#### [DATA FOR PROCESSING]

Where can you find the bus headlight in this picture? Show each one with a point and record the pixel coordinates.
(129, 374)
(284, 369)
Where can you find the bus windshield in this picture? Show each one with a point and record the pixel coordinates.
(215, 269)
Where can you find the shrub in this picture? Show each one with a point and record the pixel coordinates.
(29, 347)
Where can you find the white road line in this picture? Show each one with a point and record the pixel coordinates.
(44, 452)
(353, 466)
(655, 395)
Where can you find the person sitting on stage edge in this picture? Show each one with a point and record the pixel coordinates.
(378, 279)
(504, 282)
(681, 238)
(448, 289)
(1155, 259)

#### [TASK]
Every line from the one with "Where can you find the person" to the end of the records above should be returned exactly, and no other lines.

#### [TASK RESULT]
Where can you find the person sitting on stage edge in this picture? Show each one with a point and record the pixel coordinates.
(378, 279)
(504, 282)
(681, 238)
(448, 289)
(1155, 259)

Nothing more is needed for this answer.